-------- Data provided --------

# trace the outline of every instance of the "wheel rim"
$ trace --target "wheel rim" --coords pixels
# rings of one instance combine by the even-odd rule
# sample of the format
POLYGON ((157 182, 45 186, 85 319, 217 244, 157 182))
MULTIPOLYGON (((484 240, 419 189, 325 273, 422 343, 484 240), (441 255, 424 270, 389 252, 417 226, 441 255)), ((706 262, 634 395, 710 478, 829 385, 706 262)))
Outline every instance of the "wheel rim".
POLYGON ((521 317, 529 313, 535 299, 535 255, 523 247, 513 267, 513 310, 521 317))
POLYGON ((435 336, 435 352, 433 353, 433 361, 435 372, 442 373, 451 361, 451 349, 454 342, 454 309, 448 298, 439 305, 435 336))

--------

**Short task**:
Recopy the entries above in their entirety, exactly.

**Output for this task**:
# trace the outline of every instance of the "wheel rim"
$ trace --target "wheel rim" --coords pixels
# rings of one instance combine by the even-odd rule
# sample of the format
POLYGON ((157 182, 45 186, 85 319, 217 244, 157 182))
MULTIPOLYGON (((484 240, 419 189, 325 273, 422 343, 484 240), (441 255, 424 270, 389 252, 417 226, 441 255)), ((706 262, 634 395, 710 478, 829 385, 706 262)))
Outline every instance of the "wheel rim".
POLYGON ((521 317, 529 313, 535 299, 535 255, 523 247, 513 267, 513 310, 521 317))
POLYGON ((435 336, 435 352, 433 353, 433 361, 435 372, 442 373, 451 361, 451 349, 454 342, 454 309, 448 298, 439 305, 435 336))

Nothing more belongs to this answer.